WORK INSTRUCTIONS:
Extract every line of the data that contains the word "green", treating uppercase and lowercase as different.

--- start of SUPPLIED MATERIAL ---

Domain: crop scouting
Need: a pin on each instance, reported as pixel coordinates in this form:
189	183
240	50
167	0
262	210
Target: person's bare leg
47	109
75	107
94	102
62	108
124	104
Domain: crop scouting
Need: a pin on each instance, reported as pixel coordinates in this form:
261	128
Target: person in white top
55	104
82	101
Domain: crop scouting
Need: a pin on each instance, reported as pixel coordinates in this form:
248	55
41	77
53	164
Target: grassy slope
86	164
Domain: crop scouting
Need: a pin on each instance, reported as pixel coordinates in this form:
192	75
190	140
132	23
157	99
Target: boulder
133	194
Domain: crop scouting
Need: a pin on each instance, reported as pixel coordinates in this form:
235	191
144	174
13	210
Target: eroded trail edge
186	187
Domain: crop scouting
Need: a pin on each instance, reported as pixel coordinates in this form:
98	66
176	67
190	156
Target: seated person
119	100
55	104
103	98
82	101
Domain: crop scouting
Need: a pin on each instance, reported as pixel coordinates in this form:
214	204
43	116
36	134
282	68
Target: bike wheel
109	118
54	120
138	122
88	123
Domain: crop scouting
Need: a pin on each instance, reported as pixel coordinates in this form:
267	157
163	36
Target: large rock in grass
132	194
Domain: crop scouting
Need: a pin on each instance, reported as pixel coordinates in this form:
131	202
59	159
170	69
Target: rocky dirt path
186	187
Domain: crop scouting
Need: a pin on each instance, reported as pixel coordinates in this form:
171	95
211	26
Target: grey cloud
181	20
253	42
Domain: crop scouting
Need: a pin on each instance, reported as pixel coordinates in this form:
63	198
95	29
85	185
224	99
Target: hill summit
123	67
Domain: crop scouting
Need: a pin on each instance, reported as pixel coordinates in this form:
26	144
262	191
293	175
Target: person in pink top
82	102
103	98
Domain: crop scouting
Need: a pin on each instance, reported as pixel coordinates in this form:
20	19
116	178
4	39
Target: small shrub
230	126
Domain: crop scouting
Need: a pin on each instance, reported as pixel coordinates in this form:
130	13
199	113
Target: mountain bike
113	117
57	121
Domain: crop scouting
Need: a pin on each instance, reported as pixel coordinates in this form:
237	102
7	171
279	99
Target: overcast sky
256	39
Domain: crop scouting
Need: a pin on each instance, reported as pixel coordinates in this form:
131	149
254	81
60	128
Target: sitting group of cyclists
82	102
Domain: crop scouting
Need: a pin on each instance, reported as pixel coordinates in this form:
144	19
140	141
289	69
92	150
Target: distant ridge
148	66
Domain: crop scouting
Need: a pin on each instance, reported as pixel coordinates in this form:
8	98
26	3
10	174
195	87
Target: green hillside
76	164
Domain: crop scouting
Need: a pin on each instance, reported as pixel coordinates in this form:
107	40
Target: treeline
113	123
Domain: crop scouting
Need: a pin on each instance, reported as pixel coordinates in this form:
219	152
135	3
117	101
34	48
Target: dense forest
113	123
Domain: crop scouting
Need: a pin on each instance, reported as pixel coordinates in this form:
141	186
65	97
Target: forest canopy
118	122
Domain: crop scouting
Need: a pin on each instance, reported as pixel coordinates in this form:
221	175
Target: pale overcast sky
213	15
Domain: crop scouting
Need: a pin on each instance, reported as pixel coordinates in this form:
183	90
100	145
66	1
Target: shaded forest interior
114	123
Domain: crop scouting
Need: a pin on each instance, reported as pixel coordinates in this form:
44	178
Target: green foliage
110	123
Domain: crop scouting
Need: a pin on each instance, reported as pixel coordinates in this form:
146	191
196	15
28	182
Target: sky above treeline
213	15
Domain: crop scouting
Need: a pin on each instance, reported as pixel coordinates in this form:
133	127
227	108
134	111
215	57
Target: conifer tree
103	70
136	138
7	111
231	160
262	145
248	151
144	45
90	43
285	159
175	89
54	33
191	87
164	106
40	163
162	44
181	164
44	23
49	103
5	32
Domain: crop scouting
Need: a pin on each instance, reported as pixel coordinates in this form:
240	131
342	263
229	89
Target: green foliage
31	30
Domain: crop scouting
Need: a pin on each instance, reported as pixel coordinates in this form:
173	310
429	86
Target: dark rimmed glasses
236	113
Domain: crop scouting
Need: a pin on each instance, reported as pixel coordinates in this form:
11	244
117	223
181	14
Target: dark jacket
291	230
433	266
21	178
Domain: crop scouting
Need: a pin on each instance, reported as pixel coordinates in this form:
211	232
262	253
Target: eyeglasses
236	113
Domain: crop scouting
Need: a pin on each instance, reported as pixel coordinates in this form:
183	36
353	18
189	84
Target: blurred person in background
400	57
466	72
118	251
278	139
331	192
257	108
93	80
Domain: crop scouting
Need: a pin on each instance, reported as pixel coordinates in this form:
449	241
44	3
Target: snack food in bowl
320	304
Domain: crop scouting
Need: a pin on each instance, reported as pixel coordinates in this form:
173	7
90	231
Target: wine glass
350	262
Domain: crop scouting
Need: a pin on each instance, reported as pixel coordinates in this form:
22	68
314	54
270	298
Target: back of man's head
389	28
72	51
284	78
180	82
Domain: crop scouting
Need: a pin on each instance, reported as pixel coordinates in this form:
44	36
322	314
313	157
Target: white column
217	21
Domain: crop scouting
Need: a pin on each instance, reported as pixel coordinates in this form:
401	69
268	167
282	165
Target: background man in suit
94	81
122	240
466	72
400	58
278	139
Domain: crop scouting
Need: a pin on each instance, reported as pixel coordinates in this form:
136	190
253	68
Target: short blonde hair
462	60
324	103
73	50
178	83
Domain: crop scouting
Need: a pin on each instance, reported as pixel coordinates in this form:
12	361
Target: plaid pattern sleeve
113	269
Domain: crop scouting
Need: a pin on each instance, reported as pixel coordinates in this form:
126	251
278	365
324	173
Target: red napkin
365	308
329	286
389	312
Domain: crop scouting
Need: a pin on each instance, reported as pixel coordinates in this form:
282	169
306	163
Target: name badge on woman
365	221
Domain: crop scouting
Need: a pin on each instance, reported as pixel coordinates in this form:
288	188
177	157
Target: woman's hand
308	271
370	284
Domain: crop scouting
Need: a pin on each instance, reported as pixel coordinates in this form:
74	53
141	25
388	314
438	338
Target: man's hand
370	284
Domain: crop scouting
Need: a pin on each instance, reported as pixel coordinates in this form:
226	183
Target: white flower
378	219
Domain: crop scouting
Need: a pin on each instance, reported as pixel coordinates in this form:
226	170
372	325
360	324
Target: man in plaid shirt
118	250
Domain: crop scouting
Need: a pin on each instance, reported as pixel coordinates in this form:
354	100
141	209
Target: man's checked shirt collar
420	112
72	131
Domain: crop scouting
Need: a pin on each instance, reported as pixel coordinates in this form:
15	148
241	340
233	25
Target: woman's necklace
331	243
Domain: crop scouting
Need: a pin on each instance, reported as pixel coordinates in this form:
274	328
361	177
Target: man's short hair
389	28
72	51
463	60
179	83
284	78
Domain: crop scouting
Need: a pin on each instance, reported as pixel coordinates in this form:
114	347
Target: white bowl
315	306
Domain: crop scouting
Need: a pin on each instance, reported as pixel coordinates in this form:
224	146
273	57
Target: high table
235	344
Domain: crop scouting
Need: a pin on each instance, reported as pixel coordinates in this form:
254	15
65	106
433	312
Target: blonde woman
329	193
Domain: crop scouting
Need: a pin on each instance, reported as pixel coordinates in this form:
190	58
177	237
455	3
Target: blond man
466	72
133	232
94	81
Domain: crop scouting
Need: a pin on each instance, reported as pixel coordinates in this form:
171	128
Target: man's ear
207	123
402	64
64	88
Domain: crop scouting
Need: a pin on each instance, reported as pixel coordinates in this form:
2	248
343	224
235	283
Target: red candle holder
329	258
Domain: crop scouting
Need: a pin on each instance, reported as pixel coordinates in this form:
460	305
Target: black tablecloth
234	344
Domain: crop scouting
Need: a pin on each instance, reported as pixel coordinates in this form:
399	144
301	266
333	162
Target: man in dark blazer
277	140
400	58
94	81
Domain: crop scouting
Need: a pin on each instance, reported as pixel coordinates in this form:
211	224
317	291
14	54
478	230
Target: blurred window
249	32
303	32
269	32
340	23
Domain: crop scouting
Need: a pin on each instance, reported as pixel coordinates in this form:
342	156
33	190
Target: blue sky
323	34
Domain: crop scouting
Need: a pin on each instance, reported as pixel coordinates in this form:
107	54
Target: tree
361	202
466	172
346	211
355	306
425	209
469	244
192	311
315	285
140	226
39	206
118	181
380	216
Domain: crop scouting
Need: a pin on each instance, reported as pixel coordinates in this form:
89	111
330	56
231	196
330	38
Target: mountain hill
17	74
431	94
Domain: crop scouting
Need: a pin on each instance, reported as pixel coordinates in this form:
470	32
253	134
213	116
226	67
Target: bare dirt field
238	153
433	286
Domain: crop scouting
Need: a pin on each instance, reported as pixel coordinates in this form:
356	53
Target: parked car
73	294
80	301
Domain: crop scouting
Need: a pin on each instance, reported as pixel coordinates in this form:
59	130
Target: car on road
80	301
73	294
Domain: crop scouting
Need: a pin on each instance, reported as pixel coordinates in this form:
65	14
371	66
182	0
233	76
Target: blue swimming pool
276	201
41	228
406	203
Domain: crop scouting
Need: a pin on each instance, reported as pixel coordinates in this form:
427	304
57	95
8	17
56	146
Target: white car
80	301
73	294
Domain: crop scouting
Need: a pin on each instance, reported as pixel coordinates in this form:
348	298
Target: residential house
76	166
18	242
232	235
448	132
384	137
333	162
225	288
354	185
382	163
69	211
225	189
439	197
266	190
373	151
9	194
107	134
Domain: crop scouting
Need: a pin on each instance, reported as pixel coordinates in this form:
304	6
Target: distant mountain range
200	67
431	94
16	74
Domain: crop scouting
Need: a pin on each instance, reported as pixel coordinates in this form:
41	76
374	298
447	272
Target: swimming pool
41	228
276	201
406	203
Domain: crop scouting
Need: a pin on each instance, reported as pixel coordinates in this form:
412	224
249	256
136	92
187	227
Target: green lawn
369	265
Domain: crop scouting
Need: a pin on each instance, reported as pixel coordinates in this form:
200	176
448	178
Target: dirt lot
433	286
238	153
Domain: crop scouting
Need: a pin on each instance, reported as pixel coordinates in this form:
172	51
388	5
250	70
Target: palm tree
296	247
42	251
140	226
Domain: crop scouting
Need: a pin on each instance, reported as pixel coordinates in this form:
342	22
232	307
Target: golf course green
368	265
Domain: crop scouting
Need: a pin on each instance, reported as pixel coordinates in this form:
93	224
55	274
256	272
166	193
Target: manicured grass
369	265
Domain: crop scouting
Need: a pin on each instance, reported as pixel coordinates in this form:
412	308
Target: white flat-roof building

--- end of SUPPLIED MATERIAL ---

EXERCISE ANSWER:
Target: green hillside
Target: green foliage
Target: green foliage
Target: green lawn
Target: golf course green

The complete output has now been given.